→ **Source excerpt**:
··········

So, you suck at time management. Don’t worry, most of us do. But before you sacrifice an hour to read that 200-page book with the ugly block typeface, understand one basic time management truth:
You can’t manage time effectively if you don’t know how you actually spend it.
Mind-blowing? No, just overlooked common sense. Easy in practice? Hell yes. And this is exactly how understanding your time leads to better time management.
Get a whole picture of your commitments
Some things in your week are static: the school run, health appointments, walking the dog, calling mom, the weekly shop, clubs and classes, forcing your ass to the gym.
The same goes for working life – weekly seminars, client meetings, lectures, volunteering shifts, essay deadlines, invoice dates, and company reporting are all concrete commitments that can’t be supplanted.
You need to be able to identify and track these “protected tasks” to improve your time management. They inform the basic time frame other tasks need to work around, and dictate your daily capacity. They also tend to be pretty important, so tracking them helps you keep your priorities in-check.
Plan time effectively
Planning is great. Structure! Discipline! Progress! But it's completely pointless when it doesn’t reflect the way you naturally work.

··········

→ **Material supplied**:
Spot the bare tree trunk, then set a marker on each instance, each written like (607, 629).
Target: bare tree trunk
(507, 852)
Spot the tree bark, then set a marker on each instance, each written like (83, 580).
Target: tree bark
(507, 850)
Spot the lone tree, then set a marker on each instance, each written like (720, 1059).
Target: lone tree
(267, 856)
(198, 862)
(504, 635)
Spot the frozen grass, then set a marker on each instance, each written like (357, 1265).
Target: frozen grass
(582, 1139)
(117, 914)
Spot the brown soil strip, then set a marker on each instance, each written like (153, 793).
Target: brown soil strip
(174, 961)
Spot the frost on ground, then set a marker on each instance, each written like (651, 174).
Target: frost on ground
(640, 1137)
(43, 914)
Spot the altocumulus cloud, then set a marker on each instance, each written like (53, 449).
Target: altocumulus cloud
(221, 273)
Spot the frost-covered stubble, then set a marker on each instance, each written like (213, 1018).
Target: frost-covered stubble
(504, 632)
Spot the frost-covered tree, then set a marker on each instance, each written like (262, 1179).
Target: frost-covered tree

··········

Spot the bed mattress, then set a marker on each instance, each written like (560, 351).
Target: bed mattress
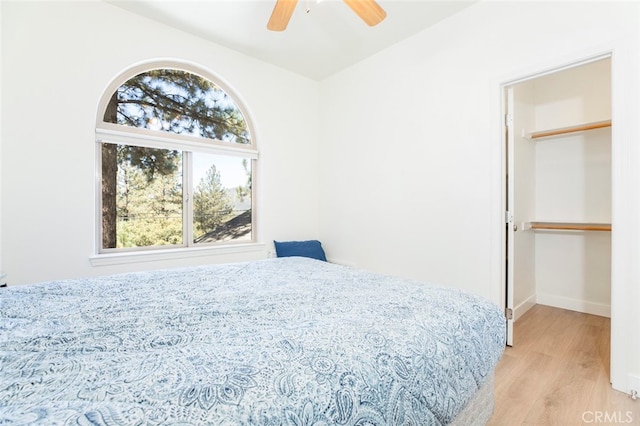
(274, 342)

··········

→ **Problems and tasks**:
a) In the time management piece, what basic truth should a reader understand before turning to a long book on the subject?
b) Transcribe the passage of the time management piece starting with "So, you suck" and going on through "can’t be supplanted.".

→ **Solutions to each task**:
a) You can't manage time effectively if you don't know how you actually spend it.

b)
So, you suck at time management. Don’t worry, most of us do. But before you sacrifice an hour to read that 200-page book with the ugly block typeface, understand one basic time management truth:
You can’t manage time effectively if you don’t know how you actually spend it.
Mind-blowing? No, just overlooked common sense. Easy in practice? Hell yes. And this is exactly how understanding your time leads to better time management.
Get a whole picture of your commitments
Some things in your week are static: the school run, health appointments, walking the dog, calling mom, the weekly shop, clubs and classes, forcing your ass to the gym.
The same goes for working life – weekly seminars, client meetings, lectures, volunteering shifts, essay deadlines, invoice dates, and company reporting are all concrete commitments that can’t be supplanted.